-------- Materials provided --------
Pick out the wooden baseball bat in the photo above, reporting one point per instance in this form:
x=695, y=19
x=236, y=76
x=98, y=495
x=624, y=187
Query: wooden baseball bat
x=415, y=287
--------
Problem description – Rewrite all the rows above, changing each "wooden baseball bat" to "metal baseball bat" and leaving everything else as it is.

Complete output –
Pick out the metal baseball bat in the photo above, reporting one point per instance in this form:
x=695, y=19
x=236, y=76
x=98, y=495
x=624, y=187
Query: metal baseball bat
x=415, y=287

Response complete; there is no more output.